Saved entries
☆ ☆ ☆ ☆ ☆ ☆ ☆

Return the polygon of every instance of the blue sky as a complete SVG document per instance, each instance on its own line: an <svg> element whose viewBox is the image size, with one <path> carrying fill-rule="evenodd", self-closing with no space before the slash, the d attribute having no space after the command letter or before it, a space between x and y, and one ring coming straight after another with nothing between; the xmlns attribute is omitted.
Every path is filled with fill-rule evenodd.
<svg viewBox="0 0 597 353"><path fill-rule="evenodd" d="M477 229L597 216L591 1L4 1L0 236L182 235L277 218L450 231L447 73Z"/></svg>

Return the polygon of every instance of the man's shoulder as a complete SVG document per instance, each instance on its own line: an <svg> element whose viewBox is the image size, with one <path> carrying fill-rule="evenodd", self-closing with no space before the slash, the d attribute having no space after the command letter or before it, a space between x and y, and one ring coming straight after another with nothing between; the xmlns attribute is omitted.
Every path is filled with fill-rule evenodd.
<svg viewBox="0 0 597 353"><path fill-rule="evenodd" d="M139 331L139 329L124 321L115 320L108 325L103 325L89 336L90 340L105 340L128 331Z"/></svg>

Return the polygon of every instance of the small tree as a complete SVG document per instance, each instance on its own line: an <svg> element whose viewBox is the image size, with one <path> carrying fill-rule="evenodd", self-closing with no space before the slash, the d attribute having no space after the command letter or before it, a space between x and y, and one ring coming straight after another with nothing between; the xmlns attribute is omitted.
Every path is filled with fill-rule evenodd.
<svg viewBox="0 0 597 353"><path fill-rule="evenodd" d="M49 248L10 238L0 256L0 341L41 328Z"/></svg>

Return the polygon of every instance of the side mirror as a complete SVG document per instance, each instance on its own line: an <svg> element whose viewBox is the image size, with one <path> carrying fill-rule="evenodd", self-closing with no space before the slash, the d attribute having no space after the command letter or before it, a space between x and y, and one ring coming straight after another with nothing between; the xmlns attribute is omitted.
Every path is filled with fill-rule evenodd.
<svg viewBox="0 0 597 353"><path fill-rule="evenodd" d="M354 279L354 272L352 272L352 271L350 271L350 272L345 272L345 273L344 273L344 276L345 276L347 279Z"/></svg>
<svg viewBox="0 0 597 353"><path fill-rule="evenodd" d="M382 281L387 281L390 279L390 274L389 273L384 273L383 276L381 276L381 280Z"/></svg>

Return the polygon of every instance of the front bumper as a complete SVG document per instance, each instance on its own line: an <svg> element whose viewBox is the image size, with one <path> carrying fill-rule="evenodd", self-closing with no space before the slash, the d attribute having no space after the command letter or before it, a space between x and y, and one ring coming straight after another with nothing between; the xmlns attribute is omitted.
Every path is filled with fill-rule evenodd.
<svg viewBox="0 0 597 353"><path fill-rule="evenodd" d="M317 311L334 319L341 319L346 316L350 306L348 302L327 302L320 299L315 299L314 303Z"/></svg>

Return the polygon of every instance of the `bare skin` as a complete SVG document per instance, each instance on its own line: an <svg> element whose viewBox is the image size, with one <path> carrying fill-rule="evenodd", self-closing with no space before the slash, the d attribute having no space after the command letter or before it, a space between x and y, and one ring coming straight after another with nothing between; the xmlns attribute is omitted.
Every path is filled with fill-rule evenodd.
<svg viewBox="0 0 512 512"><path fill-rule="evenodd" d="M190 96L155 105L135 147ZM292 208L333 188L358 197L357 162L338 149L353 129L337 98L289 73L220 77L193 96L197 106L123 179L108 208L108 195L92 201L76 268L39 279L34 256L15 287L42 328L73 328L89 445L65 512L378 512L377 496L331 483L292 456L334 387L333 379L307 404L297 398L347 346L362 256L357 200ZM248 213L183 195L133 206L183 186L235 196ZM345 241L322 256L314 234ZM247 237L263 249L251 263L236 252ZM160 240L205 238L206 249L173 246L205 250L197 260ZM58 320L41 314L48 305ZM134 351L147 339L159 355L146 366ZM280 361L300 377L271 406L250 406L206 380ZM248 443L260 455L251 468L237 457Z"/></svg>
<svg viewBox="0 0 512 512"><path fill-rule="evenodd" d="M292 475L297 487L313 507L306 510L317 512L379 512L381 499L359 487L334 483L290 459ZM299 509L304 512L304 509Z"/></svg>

☆ ☆ ☆ ☆ ☆ ☆ ☆

■ **What to produce**: Copy each record exactly, leaving nothing out.

■ **Completed exercise**:
Return the polygon of every instance of the blue sky as a complete SVG document per instance, each instance on its own line: an <svg> element whose viewBox is the image size, with one <path> carrying fill-rule="evenodd", self-closing with no space before the slash, the d attribute having no space after the command letter or before it, a space between x and y, and one ring coming straight after another with nothing between; the xmlns attribute is omitted.
Every path is filled with fill-rule evenodd.
<svg viewBox="0 0 597 353"><path fill-rule="evenodd" d="M477 229L597 216L591 1L4 1L0 236L182 235L277 218L450 231L447 73Z"/></svg>

Return the polygon of every instance of the man's shoulder as a complete SVG document per instance, each instance on its own line: an <svg> element whose viewBox is the image size, with one <path> carrying fill-rule="evenodd", self-closing with no space before the slash, the d attribute having no space after the command letter or before it, a space between x and y, and one ring coming straight after another with nothing between; the xmlns attribute is omitted.
Every path is filled with fill-rule evenodd.
<svg viewBox="0 0 597 353"><path fill-rule="evenodd" d="M139 331L139 329L124 321L115 320L108 325L103 325L89 336L90 340L105 340L128 331Z"/></svg>

Return the polygon of every instance of the small tree as a complete SVG document per instance, each instance on its own line: an <svg> element whose viewBox is the image size, with one <path> carrying fill-rule="evenodd", self-closing with no space before the slash, the d attribute having no space after the command letter or before it, a space between x and y, and one ring coming straight after another with nothing between; the xmlns attribute is omitted.
Every path is filled with fill-rule evenodd.
<svg viewBox="0 0 597 353"><path fill-rule="evenodd" d="M49 248L10 238L0 256L0 341L41 328Z"/></svg>

Return the polygon of every instance of the side mirror as a complete SVG document per instance, each instance on its own line: an <svg> element whose viewBox is the image size, with one <path> carrying fill-rule="evenodd", self-closing with no space before the slash, the d attribute having no space after the command letter or before it, a space between x and y, and one ring coming straight after another with nothing between; the xmlns attribute is omitted.
Every path is filled with fill-rule evenodd.
<svg viewBox="0 0 597 353"><path fill-rule="evenodd" d="M354 279L354 272L352 272L352 271L350 271L350 272L345 272L345 273L344 273L344 276L345 276L347 279Z"/></svg>
<svg viewBox="0 0 597 353"><path fill-rule="evenodd" d="M382 281L387 281L390 279L390 274L389 273L384 273L383 276L381 276L381 280Z"/></svg>

Return the polygon of every instance of the front bumper as a complete SVG document per instance, each instance on its own line: an <svg> element whose viewBox is the image size, with one <path> carrying fill-rule="evenodd", self-closing with no space before the slash, the d attribute having no space after the command letter or before it, a space between x and y, and one ring coming straight after another with nothing between; the xmlns attribute is omitted.
Every path is filled with fill-rule evenodd.
<svg viewBox="0 0 597 353"><path fill-rule="evenodd" d="M317 311L334 319L341 319L346 316L350 306L348 302L327 302L320 299L315 299L314 303Z"/></svg>

Return the polygon of every instance of the `bare skin` as a complete SVG document per instance, each instance on its own line: an <svg> element whose viewBox is the image size, with one <path> carrying fill-rule="evenodd", self-closing with no space before the slash, the d attribute having no space after the command letter or before it, a space between x and y, and one ring coming straight after another with nothing between; the xmlns attribute is omitted.
Every path is filled with fill-rule evenodd.
<svg viewBox="0 0 512 512"><path fill-rule="evenodd" d="M190 96L155 105L135 147ZM292 208L333 188L358 197L357 162L338 149L353 129L337 98L289 73L220 77L193 96L197 106L123 179L108 208L108 195L92 201L76 268L39 279L34 256L15 287L42 328L73 328L89 445L65 512L378 512L377 496L331 483L292 456L334 387L333 379L307 404L297 398L347 346L362 256L357 200ZM248 213L183 195L133 206L183 186L235 196ZM345 241L322 256L314 234ZM247 237L263 249L251 263L236 252ZM160 240L205 238L206 249L173 246L205 250L197 260ZM58 320L41 314L48 305ZM134 351L147 339L159 355L146 366ZM280 361L300 377L271 406L250 406L206 380ZM248 443L260 455L251 468L237 457Z"/></svg>
<svg viewBox="0 0 512 512"><path fill-rule="evenodd" d="M292 475L297 487L313 507L306 510L317 512L379 512L381 499L359 487L334 483L290 459ZM299 509L304 512L304 509Z"/></svg>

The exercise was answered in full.